■ **Work request**
A complete and exact copy of the data below is required.
- Opening Delimiter -
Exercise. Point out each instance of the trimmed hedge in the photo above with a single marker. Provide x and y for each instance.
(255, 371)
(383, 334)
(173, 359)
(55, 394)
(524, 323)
- Closing Delimiter -
■ **Solution to this exercise**
Exercise. Point out each instance of the trimmed hedge in the photo above with a single marker. Provide x and y for each instance.
(255, 371)
(383, 334)
(173, 359)
(55, 394)
(524, 323)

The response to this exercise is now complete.